(INFORMATION Opens)

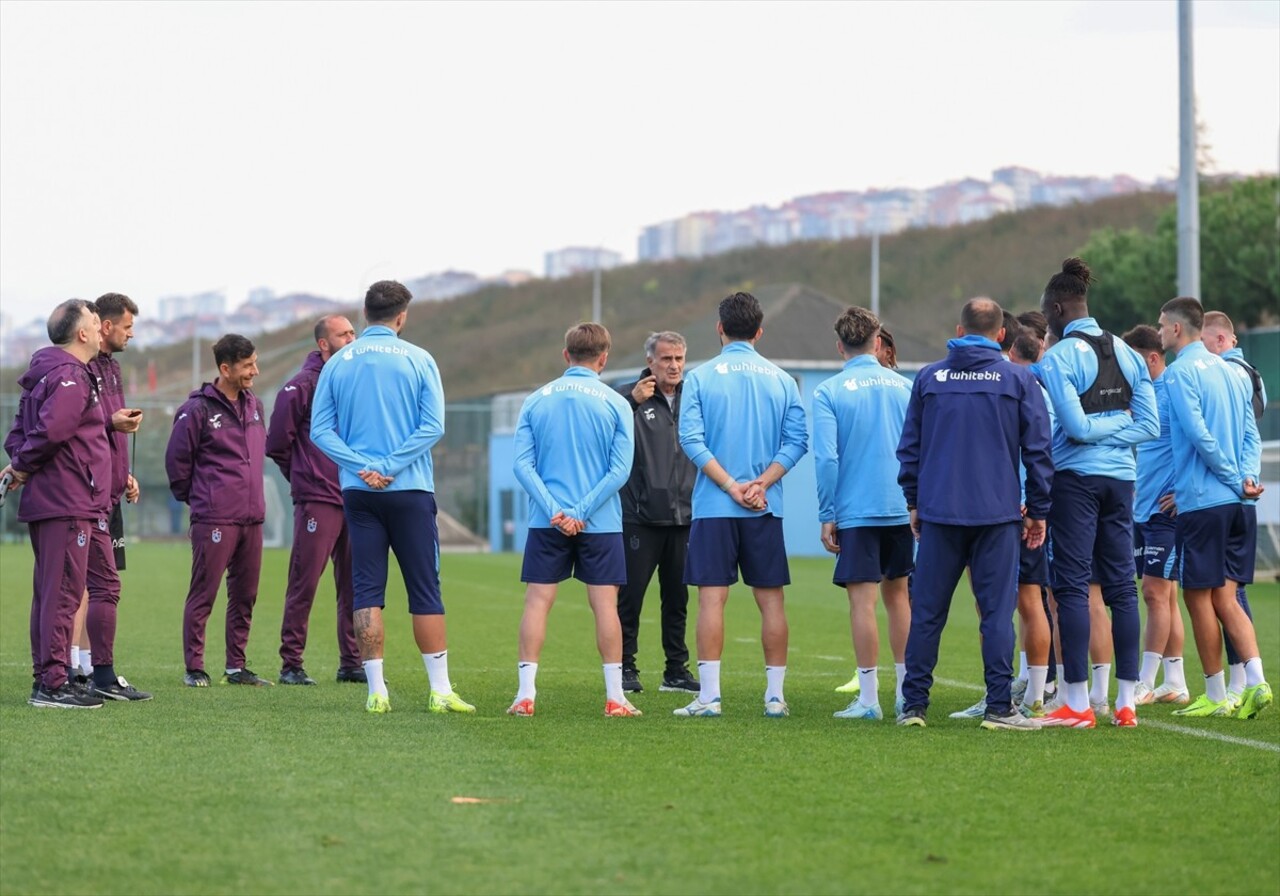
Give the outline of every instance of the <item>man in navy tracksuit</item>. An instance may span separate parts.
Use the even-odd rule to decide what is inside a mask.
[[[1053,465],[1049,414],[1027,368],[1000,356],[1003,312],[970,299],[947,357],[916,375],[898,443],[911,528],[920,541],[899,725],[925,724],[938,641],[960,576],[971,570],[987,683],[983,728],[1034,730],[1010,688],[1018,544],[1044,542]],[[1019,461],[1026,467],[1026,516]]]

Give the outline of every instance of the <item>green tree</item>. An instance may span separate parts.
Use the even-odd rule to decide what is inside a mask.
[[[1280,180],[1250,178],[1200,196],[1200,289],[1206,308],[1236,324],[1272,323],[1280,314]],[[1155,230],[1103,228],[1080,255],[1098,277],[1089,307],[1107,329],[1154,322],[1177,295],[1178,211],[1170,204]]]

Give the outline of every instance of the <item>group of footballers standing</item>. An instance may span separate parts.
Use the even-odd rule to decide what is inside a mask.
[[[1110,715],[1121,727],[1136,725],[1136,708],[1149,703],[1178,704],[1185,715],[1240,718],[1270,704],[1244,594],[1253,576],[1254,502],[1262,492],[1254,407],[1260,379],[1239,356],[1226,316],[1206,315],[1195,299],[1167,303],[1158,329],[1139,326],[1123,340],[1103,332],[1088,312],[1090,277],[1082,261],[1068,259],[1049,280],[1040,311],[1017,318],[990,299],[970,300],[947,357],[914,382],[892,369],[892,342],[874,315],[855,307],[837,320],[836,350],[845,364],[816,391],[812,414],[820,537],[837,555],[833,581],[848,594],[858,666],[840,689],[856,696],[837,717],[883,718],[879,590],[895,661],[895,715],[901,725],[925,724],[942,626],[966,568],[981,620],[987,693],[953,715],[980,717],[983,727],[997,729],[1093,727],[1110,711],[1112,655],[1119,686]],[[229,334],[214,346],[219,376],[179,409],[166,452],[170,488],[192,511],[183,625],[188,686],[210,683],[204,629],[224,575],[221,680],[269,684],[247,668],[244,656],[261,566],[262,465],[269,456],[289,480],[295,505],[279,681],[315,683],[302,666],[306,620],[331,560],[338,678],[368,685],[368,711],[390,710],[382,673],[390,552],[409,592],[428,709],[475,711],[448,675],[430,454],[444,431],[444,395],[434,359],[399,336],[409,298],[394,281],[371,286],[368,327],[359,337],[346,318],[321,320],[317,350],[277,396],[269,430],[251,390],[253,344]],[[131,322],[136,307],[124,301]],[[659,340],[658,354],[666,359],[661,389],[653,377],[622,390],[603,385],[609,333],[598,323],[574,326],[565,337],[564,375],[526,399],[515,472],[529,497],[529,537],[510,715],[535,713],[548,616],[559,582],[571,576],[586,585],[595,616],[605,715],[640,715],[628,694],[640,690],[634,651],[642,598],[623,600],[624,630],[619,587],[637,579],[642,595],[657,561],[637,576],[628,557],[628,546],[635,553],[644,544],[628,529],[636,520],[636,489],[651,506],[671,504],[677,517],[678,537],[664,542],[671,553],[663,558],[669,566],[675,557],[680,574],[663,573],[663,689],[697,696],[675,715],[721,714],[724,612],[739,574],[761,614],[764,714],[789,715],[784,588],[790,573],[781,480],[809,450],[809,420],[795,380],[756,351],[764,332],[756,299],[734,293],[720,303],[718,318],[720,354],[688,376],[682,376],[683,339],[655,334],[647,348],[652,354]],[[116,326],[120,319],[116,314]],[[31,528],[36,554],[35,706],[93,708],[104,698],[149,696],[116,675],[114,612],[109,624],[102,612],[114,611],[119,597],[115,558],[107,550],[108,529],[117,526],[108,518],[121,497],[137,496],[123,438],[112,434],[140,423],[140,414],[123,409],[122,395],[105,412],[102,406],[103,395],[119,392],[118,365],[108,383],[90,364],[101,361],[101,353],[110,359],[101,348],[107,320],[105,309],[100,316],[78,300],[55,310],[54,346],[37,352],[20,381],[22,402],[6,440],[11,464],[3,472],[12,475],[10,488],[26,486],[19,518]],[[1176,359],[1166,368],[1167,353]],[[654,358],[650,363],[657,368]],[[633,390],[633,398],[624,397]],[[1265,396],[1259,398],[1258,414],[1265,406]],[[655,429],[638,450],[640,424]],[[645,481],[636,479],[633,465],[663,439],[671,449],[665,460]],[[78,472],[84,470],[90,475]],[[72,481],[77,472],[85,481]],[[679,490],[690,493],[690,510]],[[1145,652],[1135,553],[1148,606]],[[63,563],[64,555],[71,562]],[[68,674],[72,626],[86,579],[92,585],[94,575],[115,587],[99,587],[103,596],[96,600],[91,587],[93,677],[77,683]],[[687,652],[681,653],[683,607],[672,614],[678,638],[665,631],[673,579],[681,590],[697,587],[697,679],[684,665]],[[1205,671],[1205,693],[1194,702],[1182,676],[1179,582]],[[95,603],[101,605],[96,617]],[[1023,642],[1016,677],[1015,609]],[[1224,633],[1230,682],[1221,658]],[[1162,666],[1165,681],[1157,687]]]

(INFORMATION Closes)

• REQUIREMENT:
Scan the data above for the word "span" and report every line where it is found.

• REPLY:
Give the outline of every instance of the <item>man in navy tracksuit</item>. An instance may span separate parts.
Give the outline of every instance of the <item>green tree</item>. An instance may span separate parts.
Give the outline of every instance of the <item>group of footballers standing</item>. An instance may span separate parts.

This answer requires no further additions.